--- THE REQUEST ---
Write the records out again, keeping each line exactly as it is.

--- RECORDS SHOWN ---
-=-=-=-=-

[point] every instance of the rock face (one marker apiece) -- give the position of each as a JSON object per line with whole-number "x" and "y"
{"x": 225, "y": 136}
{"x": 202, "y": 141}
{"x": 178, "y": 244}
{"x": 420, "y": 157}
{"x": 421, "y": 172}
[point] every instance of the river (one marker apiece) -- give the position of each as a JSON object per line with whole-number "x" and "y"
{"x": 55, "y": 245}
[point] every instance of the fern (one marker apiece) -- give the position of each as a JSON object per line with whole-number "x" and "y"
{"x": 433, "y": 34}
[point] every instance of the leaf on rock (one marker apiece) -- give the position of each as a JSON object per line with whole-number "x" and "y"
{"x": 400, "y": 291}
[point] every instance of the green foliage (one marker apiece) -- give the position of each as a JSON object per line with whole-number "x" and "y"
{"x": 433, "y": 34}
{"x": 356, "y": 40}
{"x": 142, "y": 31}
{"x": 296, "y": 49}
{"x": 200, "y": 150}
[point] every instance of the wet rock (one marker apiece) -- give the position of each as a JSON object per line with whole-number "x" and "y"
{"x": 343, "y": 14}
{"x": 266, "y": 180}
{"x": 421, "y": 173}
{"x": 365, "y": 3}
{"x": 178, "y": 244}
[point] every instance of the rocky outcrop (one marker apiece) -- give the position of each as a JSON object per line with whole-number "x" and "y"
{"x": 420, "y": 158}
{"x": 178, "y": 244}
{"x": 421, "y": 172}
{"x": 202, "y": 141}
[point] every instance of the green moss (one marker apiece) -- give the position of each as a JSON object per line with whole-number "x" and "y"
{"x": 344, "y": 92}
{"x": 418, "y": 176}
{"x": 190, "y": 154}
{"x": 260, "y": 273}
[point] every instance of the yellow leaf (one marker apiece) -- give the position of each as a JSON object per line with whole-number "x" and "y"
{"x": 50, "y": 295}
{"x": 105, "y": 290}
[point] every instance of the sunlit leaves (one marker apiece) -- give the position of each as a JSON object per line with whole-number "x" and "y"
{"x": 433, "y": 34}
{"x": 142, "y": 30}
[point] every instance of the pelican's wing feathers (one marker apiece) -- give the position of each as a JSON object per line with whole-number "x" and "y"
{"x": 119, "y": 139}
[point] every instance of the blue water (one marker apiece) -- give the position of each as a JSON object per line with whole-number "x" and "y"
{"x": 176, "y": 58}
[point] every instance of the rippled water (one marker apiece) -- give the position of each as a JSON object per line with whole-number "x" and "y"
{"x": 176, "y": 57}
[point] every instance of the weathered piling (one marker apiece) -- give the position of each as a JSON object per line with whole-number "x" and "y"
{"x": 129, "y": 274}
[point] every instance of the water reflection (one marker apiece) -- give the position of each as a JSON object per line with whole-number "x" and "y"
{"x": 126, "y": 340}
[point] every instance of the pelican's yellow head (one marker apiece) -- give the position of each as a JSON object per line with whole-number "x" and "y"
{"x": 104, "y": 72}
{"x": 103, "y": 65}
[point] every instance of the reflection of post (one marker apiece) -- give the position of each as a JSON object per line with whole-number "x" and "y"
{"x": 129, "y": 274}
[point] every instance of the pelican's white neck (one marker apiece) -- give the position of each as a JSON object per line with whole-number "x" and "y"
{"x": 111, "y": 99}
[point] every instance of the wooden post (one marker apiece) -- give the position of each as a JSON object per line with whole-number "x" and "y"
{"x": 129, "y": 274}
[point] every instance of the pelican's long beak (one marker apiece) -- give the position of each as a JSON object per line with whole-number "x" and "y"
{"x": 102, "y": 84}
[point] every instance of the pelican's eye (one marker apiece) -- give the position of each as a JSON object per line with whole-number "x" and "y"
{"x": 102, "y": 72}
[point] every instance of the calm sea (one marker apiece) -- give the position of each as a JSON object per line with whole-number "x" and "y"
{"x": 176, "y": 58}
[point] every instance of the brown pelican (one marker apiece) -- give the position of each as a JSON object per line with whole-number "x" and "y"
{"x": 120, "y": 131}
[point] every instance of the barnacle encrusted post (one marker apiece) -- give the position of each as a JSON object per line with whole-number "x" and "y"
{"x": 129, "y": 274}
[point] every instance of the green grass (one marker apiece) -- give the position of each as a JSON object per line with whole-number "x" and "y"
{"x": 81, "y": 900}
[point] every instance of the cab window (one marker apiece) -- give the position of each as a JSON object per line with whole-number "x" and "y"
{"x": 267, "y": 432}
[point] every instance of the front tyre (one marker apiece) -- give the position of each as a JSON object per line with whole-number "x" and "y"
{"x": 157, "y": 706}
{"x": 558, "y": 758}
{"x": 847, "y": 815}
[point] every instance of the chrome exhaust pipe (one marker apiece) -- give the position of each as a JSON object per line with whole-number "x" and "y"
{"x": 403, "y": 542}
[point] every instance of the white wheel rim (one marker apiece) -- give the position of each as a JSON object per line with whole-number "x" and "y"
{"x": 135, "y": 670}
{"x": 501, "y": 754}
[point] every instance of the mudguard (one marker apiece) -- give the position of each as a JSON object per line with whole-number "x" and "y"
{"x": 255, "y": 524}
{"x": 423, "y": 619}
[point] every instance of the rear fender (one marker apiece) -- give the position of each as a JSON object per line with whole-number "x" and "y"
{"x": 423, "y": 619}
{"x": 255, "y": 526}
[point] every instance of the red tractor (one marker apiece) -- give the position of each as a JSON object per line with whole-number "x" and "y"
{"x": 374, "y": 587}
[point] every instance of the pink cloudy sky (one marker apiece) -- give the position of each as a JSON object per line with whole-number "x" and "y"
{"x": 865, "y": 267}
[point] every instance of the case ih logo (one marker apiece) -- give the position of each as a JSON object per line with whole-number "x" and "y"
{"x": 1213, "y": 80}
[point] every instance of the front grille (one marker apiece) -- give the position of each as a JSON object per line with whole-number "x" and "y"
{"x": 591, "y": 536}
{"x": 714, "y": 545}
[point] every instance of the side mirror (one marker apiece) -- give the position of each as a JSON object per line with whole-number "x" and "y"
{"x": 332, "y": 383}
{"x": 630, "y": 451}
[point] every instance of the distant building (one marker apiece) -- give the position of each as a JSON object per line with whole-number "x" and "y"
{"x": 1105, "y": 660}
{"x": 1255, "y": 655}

-=-=-=-=-

--- OUTPUT OF THE EXERCISE ---
[point] every instance of the rock face (one marker apiece) -- give the position of each as a JSON object per line with whole-number "x" and "y"
{"x": 225, "y": 136}
{"x": 202, "y": 141}
{"x": 178, "y": 244}
{"x": 420, "y": 157}
{"x": 421, "y": 172}
[point] every instance of the river (one marker apiece) -- give the position of each as a JSON object per line with whole-number "x" and "y"
{"x": 55, "y": 245}
[point] every instance of the fern (one marker apiece) -- give the position of each as a JSON object per line with whole-number "x" and "y"
{"x": 433, "y": 34}
[point] every instance of the leaf on rock (one marker apiece) -- give the position of each as a JSON object per line with whole-number "x" and "y"
{"x": 400, "y": 291}
[point] every instance of the green foliage (one marker apiece) -- give the position of each as a JSON object per line with whole-number "x" and "y"
{"x": 433, "y": 34}
{"x": 356, "y": 40}
{"x": 142, "y": 31}
{"x": 296, "y": 49}
{"x": 200, "y": 150}
[point] every instance of the wet rock (one marker apiece) -- give the position of each as a JSON object per line with whole-number "x" and "y"
{"x": 343, "y": 14}
{"x": 266, "y": 180}
{"x": 421, "y": 173}
{"x": 365, "y": 3}
{"x": 178, "y": 244}
[point] every instance of the rocky outcrop (one marker apiece) -- give the position of each as a JSON object per line with whole-number "x" and "y"
{"x": 420, "y": 158}
{"x": 178, "y": 244}
{"x": 421, "y": 172}
{"x": 202, "y": 141}
[point] every instance of the green moss (one marker apiece) -- give the position of each as a JSON object per line with whole-number "x" and "y"
{"x": 344, "y": 92}
{"x": 418, "y": 176}
{"x": 190, "y": 154}
{"x": 260, "y": 273}
[point] every instance of the yellow leaf (one marker apiece) -- give the position of each as a JSON object per line with whole-number "x" and "y"
{"x": 50, "y": 295}
{"x": 105, "y": 290}
[point] every instance of the sunlit leaves (one marker apiece) -- give the position of each as a JSON object per line with whole-number "x" and "y"
{"x": 433, "y": 34}
{"x": 142, "y": 30}
[point] every instance of the pelican's wing feathers (one marker apiece) -- give the position of each as a JSON object per line with whole-number "x" and "y"
{"x": 119, "y": 139}
[point] every instance of the blue water (one marker apiece) -- give the position of each as a JSON object per line with whole-number "x" and "y"
{"x": 176, "y": 58}
[point] every instance of the rippled water (one marker apiece) -- give the position of each as a JSON object per line with whole-number "x" and "y"
{"x": 176, "y": 57}
[point] every instance of the weathered piling (one marker apiece) -- give the position of each as a JSON object per line with whole-number "x" and "y"
{"x": 129, "y": 274}
[point] every instance of the water reflection (one marker apiece) -- give the position of each as a JSON object per line with whole-number "x" and "y"
{"x": 126, "y": 340}
[point] every instance of the pelican's yellow head (one marker apiece) -- give the position of each as a JSON object per line with whole-number "x" and "y"
{"x": 104, "y": 72}
{"x": 103, "y": 65}
[point] every instance of the reflection of post (one marker apiece) -- give the position of each as a JSON object per line with whole-number "x" and "y"
{"x": 129, "y": 274}
[point] every instance of the pelican's white neck (one marker apiece) -- give the position of each as a JSON object per line with whole-number "x" and "y"
{"x": 111, "y": 99}
[point] every instance of the wooden post (one marker apiece) -- give the position of each as a JSON object per line with whole-number "x" and "y"
{"x": 129, "y": 274}
[point] every instance of the pelican's long beak (one marker apiece) -- give the position of each as a JSON object per line with whole-number "x" and "y"
{"x": 102, "y": 84}
[point] every instance of the pelican's eye (one marker apiece) -- give the position of each as a JSON object per line with whole-number "x" and "y"
{"x": 102, "y": 72}
[point] every instance of the calm sea (one marker apiece) -- give the position of each as a JSON object per line with whole-number "x" and "y"
{"x": 176, "y": 58}
[point] every instance of the brown pelican (one marker apiece) -- give the position of each as a JSON object per line with whole-number "x" and "y"
{"x": 120, "y": 131}
[point] every instance of the barnacle encrusted post (one marker apiece) -- give the position of each as a JSON object per line with whole-number "x" and "y"
{"x": 129, "y": 274}
[point] every instance of the green grass (one marker apiece) -- give the position of each as a JSON object per line with whole-number "x" and "y"
{"x": 81, "y": 900}
[point] every instance of the cab window (one marker apiece) -- give the position of each as a JSON object per line with whole-number "x" and "y"
{"x": 267, "y": 432}
[point] every instance of the front tyre (one marker apiece) -- give the position of each as a JSON object per line with whole-number "x" and "y"
{"x": 157, "y": 706}
{"x": 558, "y": 758}
{"x": 847, "y": 815}
[point] every instance of the chrome exhaust pipe (one marker apiece) -- give the position of each as a JSON object per line with whole-number "x" and "y"
{"x": 403, "y": 542}
[point] every instance of the white wheel rim (one marker apiece) -- give the position of each as a JSON object per line with whole-number "x" and "y"
{"x": 135, "y": 670}
{"x": 501, "y": 754}
[point] every instance of the mudguard (one marker apiece) -- give the position of each as a JSON object per line with whole-number "x" and "y"
{"x": 255, "y": 524}
{"x": 423, "y": 619}
[point] every instance of the rear fender (one marker apiece) -- give the position of each as a JSON object per line with whole-number "x" and "y"
{"x": 423, "y": 619}
{"x": 255, "y": 526}
[point] every instance of the red tractor (one marker apiece) -- give the position of each as a JSON object per line with whole-number "x" and "y"
{"x": 374, "y": 587}
[point] every instance of the pink cloudy sky (one marker apiece) -- give the position of each as a JSON object per line with whole-number "x" and "y"
{"x": 865, "y": 267}
[point] every instance of the case ih logo (one marker apiece) -- give the position of each as a JSON object per line with whole-number "x" and "y"
{"x": 1213, "y": 80}
[point] every instance of the front grille (one marker apiece) -- give the position of each as a JSON object per line with whole-number "x" and "y"
{"x": 591, "y": 536}
{"x": 714, "y": 545}
[point] every instance of the side mirror (one marker apiece) -- give the position of each as a JSON object per line with whole-number "x" and "y"
{"x": 332, "y": 383}
{"x": 630, "y": 451}
[point] every instance of the distant building (one marker apiece) -- give the position of each as a JSON object per line with whole-number "x" and "y"
{"x": 1105, "y": 660}
{"x": 1255, "y": 655}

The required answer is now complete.